__Extracted data__
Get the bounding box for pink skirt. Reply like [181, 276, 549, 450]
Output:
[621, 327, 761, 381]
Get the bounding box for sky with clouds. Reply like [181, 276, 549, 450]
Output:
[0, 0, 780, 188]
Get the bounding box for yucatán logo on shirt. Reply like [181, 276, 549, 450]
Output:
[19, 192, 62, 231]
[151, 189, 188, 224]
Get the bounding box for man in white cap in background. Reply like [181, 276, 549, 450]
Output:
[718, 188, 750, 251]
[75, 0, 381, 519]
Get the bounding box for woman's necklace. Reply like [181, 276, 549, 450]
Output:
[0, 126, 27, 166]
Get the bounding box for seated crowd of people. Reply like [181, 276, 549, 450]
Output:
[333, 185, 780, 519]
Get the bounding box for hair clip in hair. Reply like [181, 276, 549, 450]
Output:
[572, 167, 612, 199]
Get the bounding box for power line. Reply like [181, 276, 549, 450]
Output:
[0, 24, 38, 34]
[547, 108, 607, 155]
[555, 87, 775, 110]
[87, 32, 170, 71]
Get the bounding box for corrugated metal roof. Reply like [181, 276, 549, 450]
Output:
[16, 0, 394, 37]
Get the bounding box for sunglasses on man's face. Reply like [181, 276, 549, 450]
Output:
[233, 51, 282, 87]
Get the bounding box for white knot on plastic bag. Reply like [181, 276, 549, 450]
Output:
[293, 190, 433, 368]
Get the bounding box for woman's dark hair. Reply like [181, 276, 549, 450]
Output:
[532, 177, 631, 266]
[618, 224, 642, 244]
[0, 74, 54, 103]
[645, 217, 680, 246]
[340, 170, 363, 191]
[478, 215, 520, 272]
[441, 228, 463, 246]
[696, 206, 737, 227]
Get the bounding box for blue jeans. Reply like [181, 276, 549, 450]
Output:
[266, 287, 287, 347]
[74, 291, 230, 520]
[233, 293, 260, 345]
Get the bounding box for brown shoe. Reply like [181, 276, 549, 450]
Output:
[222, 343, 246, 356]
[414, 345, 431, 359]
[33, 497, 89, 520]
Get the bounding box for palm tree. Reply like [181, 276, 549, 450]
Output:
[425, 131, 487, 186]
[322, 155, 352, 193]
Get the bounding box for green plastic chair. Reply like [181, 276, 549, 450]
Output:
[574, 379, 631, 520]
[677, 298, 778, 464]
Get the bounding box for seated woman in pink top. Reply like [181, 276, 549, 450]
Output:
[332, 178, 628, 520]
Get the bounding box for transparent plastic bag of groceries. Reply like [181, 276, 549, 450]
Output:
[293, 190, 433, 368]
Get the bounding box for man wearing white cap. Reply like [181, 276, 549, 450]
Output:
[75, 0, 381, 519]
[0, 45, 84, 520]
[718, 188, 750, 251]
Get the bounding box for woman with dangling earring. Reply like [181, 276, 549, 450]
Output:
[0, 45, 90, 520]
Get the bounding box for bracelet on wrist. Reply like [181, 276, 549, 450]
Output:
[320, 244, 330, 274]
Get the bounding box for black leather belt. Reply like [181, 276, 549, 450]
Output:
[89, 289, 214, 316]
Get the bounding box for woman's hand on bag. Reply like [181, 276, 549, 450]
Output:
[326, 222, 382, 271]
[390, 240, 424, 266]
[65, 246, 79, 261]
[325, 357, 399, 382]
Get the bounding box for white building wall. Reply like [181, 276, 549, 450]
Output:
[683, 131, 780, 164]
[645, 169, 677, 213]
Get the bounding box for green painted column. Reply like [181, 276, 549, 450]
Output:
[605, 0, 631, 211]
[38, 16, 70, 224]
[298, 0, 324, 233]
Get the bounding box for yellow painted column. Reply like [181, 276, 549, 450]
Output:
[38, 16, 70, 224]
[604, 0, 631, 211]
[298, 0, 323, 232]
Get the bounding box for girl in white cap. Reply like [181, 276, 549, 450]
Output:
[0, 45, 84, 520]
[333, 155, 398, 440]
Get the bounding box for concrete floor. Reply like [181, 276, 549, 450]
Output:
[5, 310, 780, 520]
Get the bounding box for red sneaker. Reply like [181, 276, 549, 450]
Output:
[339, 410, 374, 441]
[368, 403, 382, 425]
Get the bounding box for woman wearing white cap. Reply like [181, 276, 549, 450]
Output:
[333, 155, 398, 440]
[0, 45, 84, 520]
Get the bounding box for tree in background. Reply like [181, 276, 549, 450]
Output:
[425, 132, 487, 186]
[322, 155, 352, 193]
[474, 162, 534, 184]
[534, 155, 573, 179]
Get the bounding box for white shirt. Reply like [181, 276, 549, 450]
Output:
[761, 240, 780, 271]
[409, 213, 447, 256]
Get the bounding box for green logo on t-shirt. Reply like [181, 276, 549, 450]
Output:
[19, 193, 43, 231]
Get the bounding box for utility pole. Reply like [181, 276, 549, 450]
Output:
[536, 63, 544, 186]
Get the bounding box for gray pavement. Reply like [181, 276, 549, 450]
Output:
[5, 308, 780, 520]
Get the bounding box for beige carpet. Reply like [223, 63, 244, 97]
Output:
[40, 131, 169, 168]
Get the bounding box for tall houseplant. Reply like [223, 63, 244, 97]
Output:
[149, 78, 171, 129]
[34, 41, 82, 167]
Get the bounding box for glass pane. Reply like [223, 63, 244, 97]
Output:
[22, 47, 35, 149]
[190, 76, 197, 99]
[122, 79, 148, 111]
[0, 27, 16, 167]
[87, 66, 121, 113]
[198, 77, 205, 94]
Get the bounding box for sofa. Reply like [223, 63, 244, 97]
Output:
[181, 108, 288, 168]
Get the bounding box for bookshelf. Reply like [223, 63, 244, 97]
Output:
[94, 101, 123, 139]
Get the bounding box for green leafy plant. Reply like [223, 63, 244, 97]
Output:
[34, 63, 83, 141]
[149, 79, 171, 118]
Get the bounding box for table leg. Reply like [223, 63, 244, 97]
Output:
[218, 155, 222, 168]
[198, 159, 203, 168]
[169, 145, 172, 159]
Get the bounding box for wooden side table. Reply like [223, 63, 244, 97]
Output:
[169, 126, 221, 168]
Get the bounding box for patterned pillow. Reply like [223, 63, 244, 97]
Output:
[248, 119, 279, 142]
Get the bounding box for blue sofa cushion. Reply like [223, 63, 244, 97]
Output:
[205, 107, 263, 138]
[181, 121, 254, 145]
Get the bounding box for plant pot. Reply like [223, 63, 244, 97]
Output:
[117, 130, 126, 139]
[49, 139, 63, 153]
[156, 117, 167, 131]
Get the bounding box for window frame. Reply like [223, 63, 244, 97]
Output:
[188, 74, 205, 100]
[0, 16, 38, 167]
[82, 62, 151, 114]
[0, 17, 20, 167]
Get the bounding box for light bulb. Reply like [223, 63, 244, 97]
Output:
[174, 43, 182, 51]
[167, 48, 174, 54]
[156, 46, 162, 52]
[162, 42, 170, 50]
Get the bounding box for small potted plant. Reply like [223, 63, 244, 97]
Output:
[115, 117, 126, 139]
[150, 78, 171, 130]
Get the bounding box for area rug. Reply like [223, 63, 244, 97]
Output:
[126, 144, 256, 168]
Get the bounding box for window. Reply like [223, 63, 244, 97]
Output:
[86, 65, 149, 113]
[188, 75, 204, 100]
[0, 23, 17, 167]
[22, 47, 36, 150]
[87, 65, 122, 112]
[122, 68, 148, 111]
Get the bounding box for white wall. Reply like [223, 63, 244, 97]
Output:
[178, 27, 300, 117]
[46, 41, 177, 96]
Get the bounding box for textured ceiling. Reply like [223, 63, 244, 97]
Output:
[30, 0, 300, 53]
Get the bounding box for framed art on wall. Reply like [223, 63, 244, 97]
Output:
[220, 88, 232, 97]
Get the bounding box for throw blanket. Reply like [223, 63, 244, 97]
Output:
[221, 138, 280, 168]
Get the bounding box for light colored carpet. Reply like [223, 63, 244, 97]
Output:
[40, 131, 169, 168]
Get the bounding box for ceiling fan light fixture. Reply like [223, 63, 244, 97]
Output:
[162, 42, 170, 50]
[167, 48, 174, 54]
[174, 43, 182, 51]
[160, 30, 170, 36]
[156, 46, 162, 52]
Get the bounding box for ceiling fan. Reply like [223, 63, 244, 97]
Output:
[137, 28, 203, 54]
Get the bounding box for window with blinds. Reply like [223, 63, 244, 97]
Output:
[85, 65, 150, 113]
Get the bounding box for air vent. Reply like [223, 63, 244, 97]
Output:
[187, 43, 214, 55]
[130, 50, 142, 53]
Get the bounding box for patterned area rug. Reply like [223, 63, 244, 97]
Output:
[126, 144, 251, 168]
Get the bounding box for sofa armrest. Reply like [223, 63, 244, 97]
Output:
==
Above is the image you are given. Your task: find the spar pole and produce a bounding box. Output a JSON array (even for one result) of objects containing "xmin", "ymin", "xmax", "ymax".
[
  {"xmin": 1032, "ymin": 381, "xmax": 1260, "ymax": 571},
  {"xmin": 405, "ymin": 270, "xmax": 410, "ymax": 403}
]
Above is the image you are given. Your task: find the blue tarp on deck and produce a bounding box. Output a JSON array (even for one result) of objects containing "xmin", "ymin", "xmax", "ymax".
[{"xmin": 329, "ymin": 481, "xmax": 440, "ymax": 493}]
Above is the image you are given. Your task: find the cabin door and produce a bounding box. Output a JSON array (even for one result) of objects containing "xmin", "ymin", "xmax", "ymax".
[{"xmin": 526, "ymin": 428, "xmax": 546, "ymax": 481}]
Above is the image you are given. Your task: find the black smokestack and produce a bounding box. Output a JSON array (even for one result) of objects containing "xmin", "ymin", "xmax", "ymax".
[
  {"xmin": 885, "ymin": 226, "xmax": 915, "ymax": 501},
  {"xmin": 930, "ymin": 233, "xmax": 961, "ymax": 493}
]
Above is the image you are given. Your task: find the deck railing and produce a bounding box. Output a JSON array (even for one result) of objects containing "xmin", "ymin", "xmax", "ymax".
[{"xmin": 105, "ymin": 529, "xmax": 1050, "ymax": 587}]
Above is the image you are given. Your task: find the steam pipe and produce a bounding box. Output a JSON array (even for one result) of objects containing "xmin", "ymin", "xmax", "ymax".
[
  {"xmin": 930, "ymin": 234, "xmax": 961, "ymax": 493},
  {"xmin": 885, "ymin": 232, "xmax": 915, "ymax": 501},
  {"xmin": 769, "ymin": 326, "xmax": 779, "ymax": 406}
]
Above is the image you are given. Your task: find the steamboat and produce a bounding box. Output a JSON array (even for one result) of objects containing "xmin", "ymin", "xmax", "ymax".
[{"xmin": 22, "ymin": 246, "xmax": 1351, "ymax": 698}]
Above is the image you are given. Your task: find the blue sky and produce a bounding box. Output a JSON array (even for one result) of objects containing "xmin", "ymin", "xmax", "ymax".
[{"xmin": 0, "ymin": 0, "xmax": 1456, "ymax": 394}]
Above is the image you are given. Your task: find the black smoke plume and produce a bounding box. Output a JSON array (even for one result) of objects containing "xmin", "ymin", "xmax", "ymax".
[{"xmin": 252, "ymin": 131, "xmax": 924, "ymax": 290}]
...
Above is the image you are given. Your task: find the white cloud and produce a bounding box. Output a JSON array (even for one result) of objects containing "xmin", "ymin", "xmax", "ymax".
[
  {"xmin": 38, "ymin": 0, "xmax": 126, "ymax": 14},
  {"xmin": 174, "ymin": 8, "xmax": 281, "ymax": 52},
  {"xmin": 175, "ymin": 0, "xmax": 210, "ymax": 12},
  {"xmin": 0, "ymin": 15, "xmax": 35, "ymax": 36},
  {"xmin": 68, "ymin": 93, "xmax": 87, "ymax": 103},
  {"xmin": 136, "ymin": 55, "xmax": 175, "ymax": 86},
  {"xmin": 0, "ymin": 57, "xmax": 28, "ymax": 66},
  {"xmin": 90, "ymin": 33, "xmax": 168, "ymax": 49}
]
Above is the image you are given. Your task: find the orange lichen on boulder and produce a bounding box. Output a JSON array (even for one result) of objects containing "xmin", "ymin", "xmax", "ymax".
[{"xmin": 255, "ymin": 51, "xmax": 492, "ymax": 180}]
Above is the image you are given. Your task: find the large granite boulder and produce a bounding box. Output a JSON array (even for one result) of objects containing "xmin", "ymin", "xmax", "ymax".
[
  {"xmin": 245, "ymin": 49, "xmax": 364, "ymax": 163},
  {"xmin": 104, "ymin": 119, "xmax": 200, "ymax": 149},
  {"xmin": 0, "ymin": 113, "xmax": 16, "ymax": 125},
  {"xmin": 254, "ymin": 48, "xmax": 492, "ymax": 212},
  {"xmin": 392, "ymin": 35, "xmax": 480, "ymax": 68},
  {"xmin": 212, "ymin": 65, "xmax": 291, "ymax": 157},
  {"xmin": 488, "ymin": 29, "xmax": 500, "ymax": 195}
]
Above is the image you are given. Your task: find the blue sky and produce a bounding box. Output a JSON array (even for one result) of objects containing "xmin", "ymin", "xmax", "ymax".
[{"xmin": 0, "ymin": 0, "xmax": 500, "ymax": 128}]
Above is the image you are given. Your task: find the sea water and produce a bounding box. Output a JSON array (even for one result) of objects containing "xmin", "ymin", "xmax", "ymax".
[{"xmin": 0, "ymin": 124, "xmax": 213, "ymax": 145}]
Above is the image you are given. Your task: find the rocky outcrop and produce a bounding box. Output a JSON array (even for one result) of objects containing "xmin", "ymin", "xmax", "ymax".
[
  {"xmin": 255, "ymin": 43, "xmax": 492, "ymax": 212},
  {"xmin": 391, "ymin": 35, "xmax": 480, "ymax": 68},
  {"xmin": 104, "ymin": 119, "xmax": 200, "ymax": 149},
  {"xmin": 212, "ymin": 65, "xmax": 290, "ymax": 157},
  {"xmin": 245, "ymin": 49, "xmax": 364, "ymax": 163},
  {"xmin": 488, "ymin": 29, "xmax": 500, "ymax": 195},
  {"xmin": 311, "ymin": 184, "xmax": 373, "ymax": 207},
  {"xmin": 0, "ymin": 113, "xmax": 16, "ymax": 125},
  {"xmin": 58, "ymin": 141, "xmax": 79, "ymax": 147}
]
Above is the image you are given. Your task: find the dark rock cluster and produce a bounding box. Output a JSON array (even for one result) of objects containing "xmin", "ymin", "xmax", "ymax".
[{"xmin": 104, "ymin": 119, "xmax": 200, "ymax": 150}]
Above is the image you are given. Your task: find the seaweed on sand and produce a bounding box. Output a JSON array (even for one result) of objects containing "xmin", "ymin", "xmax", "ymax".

__Exercise requirements__
Rescale the box coordinates in the answers in the records above by 1.5, rounding to whole numbers with halves going up. Give everything from the line containing "Get the bounding box for ceiling fan light" down to the line containing "[137, 28, 203, 54]" again, both included and requests unchanged, with only those coordinates rescaled.

__Response for this exercise__
Get the bounding box for ceiling fan light fixture. Reply like [223, 63, 244, 97]
Output:
[243, 63, 255, 75]
[251, 72, 261, 81]
[261, 65, 273, 77]
[240, 45, 255, 54]
[234, 69, 243, 78]
Get the bounding box for ceiling fan. Reply like [223, 63, 244, 97]
Output:
[206, 42, 305, 81]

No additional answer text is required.